M. d’Huart. - L’observation de l’honorable préopinant
n’est plus admissible. Il ne peut plus être question du tarif gradué de M. Eloy
de Burdinne, du moment que la chambre a décidé qu’il y aurait un maximum et un
minimum. Ce que la chambre a à examiner, c’est de savoir si le droit fixe de 3
fr. par hectolitre doit être maintenu comme le propose la section centrale, ou
si le tarif doit décroître du minimum au maximum. Mais les chambres de commerce
ont donné leur avis sur le projet de la section centrale, sur la proposition
qu’elle fait d’établir un droit fixe : si elles avaient trouvé qu’un droit fixe
ne convenait pas, elles n’auraient pas admis le droit fixe de 3 fr. que la
section centrale proposait ; elles auraient dit qu’elles préféraient que le
droit de 3 fr. allât en décroissant depuis le minimum jusqu’au maximum. Mais,
je le répète, relativement au tarif gradué de M. Eloy de Burdinne, la question
est tranchée.
M. le ministre de l'intérieur (M. Rogier) - Il me semble que la chambre peut
discuter la question de fond sans attendre l’avis des chambres de commerce.

**Entrées extraites**:
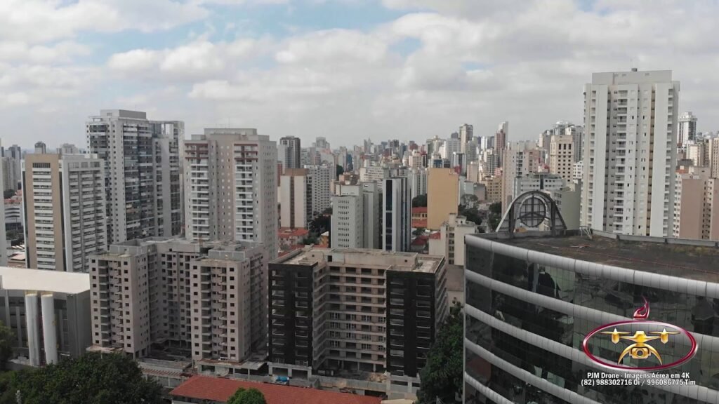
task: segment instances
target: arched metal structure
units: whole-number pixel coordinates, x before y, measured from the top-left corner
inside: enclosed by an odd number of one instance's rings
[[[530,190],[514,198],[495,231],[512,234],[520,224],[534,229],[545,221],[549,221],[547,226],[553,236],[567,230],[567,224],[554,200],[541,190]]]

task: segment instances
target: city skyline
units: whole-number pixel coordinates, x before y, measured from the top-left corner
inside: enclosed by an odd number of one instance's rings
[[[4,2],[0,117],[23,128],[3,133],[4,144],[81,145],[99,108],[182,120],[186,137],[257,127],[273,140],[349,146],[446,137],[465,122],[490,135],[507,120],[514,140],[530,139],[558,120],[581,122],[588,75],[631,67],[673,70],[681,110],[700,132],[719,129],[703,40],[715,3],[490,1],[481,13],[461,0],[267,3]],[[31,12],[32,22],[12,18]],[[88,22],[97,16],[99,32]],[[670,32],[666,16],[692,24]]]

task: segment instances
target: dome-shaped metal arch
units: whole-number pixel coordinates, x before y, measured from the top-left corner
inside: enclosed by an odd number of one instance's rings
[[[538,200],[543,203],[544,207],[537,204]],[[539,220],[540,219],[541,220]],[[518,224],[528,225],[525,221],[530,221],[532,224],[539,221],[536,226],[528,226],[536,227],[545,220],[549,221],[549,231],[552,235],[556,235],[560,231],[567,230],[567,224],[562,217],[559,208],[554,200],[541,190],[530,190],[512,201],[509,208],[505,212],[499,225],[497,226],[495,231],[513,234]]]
---
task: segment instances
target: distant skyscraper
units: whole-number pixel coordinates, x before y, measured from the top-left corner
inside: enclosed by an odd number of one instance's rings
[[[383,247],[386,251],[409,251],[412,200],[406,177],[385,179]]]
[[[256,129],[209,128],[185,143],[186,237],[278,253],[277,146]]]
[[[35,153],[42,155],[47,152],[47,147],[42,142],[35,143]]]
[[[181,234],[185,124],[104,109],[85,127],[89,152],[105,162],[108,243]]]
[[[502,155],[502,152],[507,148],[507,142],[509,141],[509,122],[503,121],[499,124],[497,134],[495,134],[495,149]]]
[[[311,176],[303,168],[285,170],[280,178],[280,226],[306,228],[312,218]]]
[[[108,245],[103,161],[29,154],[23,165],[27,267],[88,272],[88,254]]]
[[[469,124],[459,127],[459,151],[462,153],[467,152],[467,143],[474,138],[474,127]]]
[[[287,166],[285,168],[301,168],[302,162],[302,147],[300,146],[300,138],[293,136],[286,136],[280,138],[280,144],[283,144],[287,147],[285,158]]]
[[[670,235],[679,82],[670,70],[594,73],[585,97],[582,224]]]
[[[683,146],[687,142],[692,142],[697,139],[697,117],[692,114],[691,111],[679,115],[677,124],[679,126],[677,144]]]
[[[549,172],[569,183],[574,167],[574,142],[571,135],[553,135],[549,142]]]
--
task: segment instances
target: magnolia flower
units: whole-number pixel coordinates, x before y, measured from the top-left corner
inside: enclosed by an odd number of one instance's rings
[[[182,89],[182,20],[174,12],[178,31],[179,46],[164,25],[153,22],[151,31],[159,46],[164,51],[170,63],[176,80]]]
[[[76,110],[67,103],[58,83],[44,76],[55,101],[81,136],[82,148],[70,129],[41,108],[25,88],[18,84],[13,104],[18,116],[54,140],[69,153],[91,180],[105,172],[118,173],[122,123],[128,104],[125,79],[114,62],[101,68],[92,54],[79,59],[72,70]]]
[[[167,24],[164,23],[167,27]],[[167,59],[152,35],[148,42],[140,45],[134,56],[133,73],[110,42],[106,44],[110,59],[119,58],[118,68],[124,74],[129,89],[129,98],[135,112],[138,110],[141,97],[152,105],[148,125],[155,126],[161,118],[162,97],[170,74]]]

**Objectif énoncé 1**:
Reproduisez fidèlement le passage du débat parlementaire qui s'ouvre sur les mots contenant "M. le ministre" et se clôt sur "chambres de commerce.".
**Objectif énoncé 2**:
Répondez aux questions suivantes d'après le débat parlementaire.
(a) Quel droit fixe par hectolitre la section centrale propose-t-elle ?
(b) À qui appartient le tarif gradué dont, selon M. d'Huart, il ne peut plus être question ?
(c) Sans attendre quel avis le ministre de l'intérieur estime-t-il que la chambre peut discuter la question de fond ?
**Objectif énoncé 3**:
Rédigez la suite du débat parlementaire à partir de sa dernière phrase.

**Résultat final 1**:
M. le ministre de l'intérieur (M. Rogier) - Il me semble que la chambre peut
discuter la question de fond sans attendre l’avis des chambres de commerce.

**Résultat final 2**:
(a) Un droit fixe de 3 fr. par hectolitre.
(b) À M. Eloy de Burdinne.
(c) L'avis des chambres de commerce.

**Résultat final 3**:
Elle est compétente dans la question et n’a pas besoin des lumières des
chambres de commerce qui, je le répète, sont très incomplètes. Il s’agi
seulement de savoir si on veut ou non franchement aborder la question du tarif
gradué, ou si l’on veut s’en tenir au droit fixe. Ce n’est pas le retard des
avis des chambres de commerce qui doit empêcher d’aborder la question.
M. A.
Rodenbach. - La proposition que l’on fait de scinder cette discussion
est sans exemple dans les débats parlementaires de quelque pays que ce soit.
Comment ! déjà un article de la loi est voté et on
veut envoyer la loi aux chambres de commerce ! Je demande au contraire que la
discussion continue sur le tarif et les amendements, et qu’on en finisse ; car
nous perdons beaucoup de temps par tous ces débats incidents.
M. Coghen, rapporteur. - M. le président de la commission
d’industrie a envoyé aux états-députés, aux chambres de commerce et aux
commissions d’agriculture, le projet de loi de M. Eloy de Burdinne ; elles ont
donné leur avis sur le projet, mais il ne leur a pas été fait d’autre question.
M. Legrelle.
- Je ferai remarquer qu’il résulte de ce que vient de dire l’honorable
rapporteur que la question dont a parlé M. Devaux n’a pas été soumises aux
chambres de commerce.
M. le président.
- Je vais mettre aux voix la proposition de M. Legrelle et l’amendement qu’y
propose M. de Muelenaere.
- L’amendement de M. de Muelenaere est mis aux
voix et adopté.
La proposition de M. Legrelle avec l’amendement
de M. de Muelenaere est mis aux voix ; elle n’est pas
adoptée.
M. le président.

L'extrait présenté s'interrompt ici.